[Start of Input records]
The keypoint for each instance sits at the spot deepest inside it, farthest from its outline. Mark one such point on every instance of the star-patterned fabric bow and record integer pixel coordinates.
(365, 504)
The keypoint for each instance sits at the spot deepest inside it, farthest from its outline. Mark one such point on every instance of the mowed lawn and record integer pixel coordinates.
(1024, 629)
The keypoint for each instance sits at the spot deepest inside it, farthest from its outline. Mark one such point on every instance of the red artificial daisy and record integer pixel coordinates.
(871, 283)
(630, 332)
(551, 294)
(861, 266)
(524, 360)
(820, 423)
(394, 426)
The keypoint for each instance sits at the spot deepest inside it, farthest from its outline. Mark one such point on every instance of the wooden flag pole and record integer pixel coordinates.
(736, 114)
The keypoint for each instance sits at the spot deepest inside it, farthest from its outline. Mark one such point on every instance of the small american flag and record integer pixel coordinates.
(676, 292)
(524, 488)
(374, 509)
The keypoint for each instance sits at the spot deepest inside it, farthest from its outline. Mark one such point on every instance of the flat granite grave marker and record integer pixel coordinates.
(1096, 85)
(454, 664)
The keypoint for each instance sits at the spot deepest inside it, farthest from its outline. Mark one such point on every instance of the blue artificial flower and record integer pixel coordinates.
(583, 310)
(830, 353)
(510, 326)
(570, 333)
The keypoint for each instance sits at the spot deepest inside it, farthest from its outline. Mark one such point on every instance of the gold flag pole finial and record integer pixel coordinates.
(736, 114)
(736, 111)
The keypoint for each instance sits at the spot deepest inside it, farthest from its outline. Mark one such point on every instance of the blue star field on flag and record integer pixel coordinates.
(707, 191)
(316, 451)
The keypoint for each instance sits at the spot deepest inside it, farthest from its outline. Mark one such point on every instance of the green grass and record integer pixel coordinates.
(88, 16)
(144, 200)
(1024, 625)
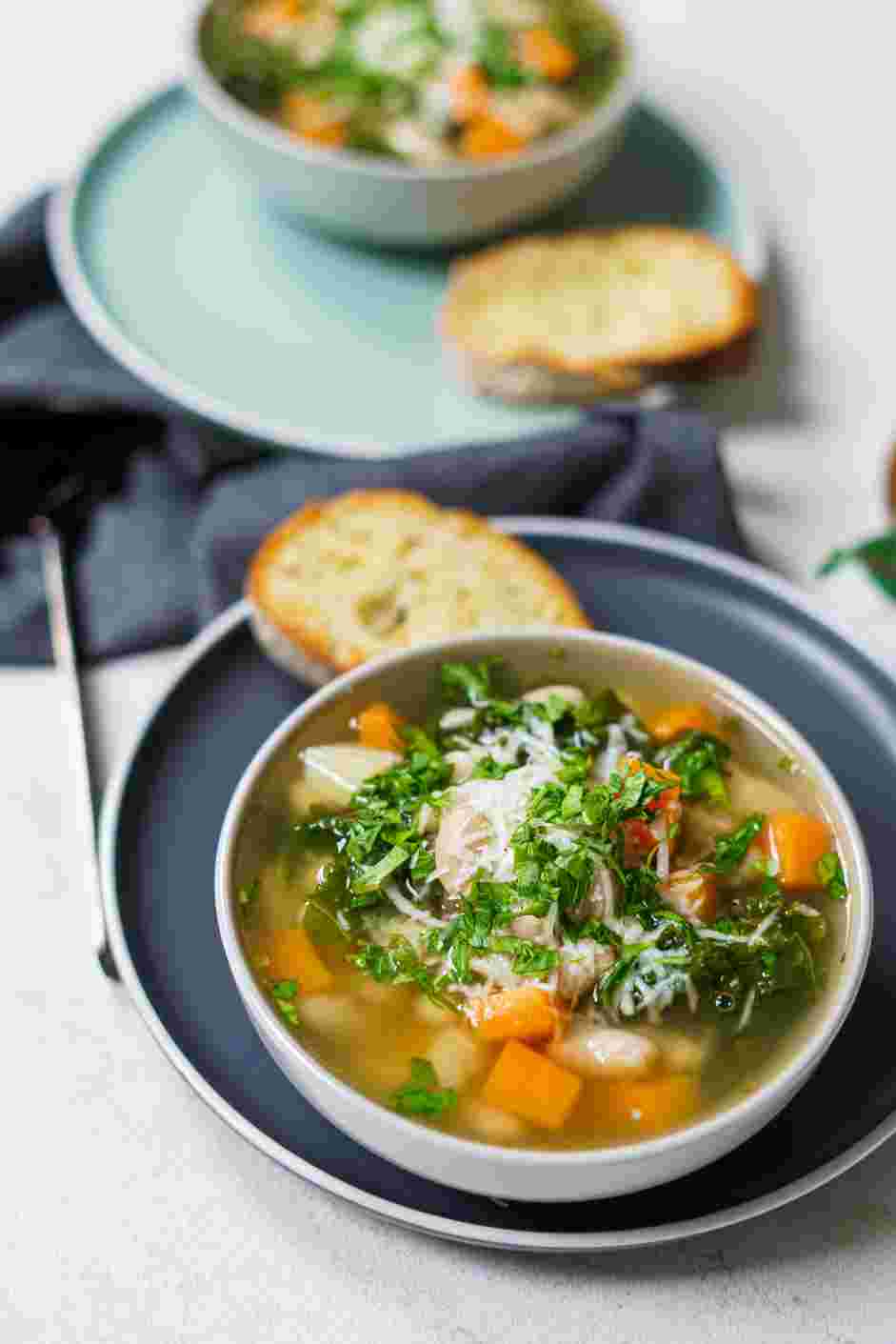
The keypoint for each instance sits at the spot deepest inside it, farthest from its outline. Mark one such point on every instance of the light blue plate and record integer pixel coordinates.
(177, 269)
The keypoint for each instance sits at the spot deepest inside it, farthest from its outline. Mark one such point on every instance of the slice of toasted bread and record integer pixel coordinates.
(372, 572)
(592, 313)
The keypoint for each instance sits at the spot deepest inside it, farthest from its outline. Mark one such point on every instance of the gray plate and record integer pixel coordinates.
(164, 811)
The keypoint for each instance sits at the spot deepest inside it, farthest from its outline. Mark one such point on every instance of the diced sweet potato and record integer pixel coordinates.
(546, 55)
(379, 726)
(264, 19)
(487, 137)
(469, 94)
(684, 718)
(532, 1088)
(798, 840)
(290, 954)
(667, 803)
(638, 843)
(524, 1013)
(649, 1106)
(693, 894)
(313, 118)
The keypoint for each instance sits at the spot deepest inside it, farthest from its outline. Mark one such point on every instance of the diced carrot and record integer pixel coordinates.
(647, 1106)
(638, 843)
(524, 1013)
(669, 801)
(487, 137)
(684, 718)
(693, 894)
(469, 91)
(313, 118)
(264, 19)
(290, 954)
(546, 55)
(798, 840)
(379, 726)
(532, 1088)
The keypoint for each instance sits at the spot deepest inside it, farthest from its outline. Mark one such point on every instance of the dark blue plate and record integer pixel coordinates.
(164, 812)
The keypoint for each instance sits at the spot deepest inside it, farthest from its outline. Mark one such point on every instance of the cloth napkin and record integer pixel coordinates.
(177, 507)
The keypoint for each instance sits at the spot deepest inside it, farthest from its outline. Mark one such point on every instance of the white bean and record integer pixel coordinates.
(457, 1056)
(493, 1125)
(330, 1015)
(606, 1053)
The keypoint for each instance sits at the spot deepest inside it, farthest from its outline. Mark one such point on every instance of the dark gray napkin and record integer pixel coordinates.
(180, 507)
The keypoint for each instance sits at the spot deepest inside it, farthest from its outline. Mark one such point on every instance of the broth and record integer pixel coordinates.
(606, 957)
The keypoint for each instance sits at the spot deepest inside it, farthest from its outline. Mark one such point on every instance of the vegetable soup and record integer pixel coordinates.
(567, 918)
(426, 81)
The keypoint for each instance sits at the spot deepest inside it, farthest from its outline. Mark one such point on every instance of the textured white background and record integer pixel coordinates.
(133, 1214)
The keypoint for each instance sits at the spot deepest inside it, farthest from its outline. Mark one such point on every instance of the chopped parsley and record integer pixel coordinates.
(399, 965)
(248, 895)
(284, 993)
(700, 761)
(422, 1095)
(731, 850)
(830, 875)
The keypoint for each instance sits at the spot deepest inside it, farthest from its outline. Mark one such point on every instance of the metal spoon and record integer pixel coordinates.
(66, 659)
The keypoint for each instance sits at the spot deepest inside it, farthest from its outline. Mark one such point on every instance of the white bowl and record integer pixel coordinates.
(594, 660)
(385, 202)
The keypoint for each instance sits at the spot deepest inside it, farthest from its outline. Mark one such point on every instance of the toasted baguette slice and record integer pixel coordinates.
(373, 572)
(591, 313)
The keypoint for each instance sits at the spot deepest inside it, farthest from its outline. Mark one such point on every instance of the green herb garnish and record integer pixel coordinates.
(731, 851)
(422, 1095)
(700, 762)
(284, 993)
(830, 875)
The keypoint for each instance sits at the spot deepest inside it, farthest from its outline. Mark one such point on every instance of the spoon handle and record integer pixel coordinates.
(66, 659)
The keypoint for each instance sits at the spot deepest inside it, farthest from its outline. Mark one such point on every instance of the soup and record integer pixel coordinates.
(553, 919)
(425, 81)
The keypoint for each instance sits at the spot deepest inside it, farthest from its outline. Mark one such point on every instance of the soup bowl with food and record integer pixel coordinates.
(414, 121)
(546, 915)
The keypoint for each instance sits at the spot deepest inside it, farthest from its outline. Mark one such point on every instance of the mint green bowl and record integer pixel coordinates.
(380, 200)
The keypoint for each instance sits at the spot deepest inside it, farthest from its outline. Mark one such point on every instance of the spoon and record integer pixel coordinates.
(66, 660)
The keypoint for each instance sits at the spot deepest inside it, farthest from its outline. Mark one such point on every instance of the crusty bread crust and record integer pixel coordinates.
(645, 252)
(522, 382)
(305, 631)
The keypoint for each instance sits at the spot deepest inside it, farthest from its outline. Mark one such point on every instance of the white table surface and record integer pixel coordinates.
(133, 1214)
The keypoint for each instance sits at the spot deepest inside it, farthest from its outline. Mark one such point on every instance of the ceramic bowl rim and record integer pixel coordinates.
(594, 127)
(797, 1070)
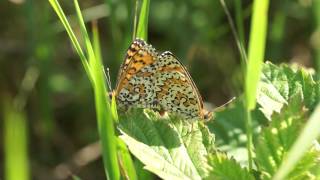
[End of Input records]
**Exercise directions**
Copy out each line in the rows above that contains the string "flag". Case counts.

**Answer to the task**
The keypoint for each instance sits at the spot deepest inside it, farthest from its outline. Mark one such point on every instance of the wooden flag pole and record integer pixel coordinates.
The keypoint for each instance sits at the spot deepest inside it, farthest from its outline. Mark one such point on every instance of the small american flag and record integer pixel coordinates.
The keypoint for each instance sits at the spot deepest inside it, farthest from its outline. Mark one such point on every instance of the gold flag pole finial and record integer pixel coordinates.
The keypoint for each instance sits at the spot deepest inside it, farthest from its outline. Mark one such point on every instance of the blue star field on flag and record integer pixel coordinates.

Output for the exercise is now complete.